Condense the paragraph of the ecological footprint article below that begins "The analysis tries to compare" into a short bulleted list that keeps its main facts.

::: Passage provided :::

What does Ecological footprint measure?
HAVE you heard the one about the 1.5 Earths? Chances are you have: it is one of the most widely quoted ecological statistics of all, an easy-to-understand measure of our impact on the planet. Each year we consume 50 per cent more resources than Earth can regenerate. Scary.
The number has gained widespread currency, cited by governments, news media and in reports from United Nations agencies. But a recent analysis suggests that it is nonsense.
The idea first came to prominence in a 1996 book called Our Ecological Footprint by William Rees, an ecologist at the University of British Columbia, and his student Mathis Wackernagel. It is now owned and promoted by the Global Footprint Network (GFN), a small non-profit organisation of which Wackernagel is founder and president, in partnership with WWF, the world’s biggest environment group.
Every year they declare Earth Overshoot Day, the date “when humanity exhausted nature’s budget for the year” and began “drawing down local resource stocks and accumulating carbon dioxide in the atmosphere”. This year it was on 20 August, the earliest date yet.
It’s a nice publicity stunt. Unfortunately it’s piffle, says the Breakthrough Institute, another independent research group based a few blocks away from GFN in Oakland, California, with a well-earned reputation for environmental iconoclasm. The measurements behind the 1.5 Earths claim are “so misleading as to preclude their use in any serious science or policy context, ” it says in a paper in PLoS Biology.
I fear the criticism is right. The footprint analysis does not really measure our overuse of the planet’s resources at all. If anything, it underestimates it.
“The ecological footprint approach does not really measure our overuse of the planet’s resources”
The analysis tries to compare our demand for biological resources such as food, timber and fibres with the planet’s “biocapacity” – its ability to renew those resources. It does this by measuring the productive land and sea area available – cropland and pasture, forests and fishing grounds – and matching that against the demands placed on them. This biological accountancy system concludes that planet Earth has a biocapacity of 12 billion hectares, and a human demand equivalent to 18 billion hectares. Hence the 1.5 Earths figure. Our footprint is 50 per cent too big.
But dig into the numbers and problems quickly emerge. They begin with cropland and pasture, the two most important land categories for supplying food. GFN’s analysis finds that demand and biocapacity are in balance. Uncannily so, until you realise that it could not be otherwise. Cropland and pasture simply fill the land available.
I had assumed that the analysis assessed the damaging environmental consequences of how we use the land – things like soil erosion and the overuse of water reserves. But no. It only measures land area.

::: Data excerpt :::

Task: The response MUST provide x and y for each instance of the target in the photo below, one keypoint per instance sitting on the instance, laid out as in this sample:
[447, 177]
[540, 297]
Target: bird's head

:::

[Response]
- The analysis compares human demand for biological resources such as food, timber and fibres with the planet's "biocapacity," its ability to renew them.
- It measures the productive land and sea area available (cropland, pasture, forests and fishing grounds) against the demands placed on them.
- It finds that Earth has a biocapacity of 12 billion hectares and a human demand equivalent to 18 billion hectares.
- This produces the 1.5 Earths figure: our footprint is 50 per cent too big.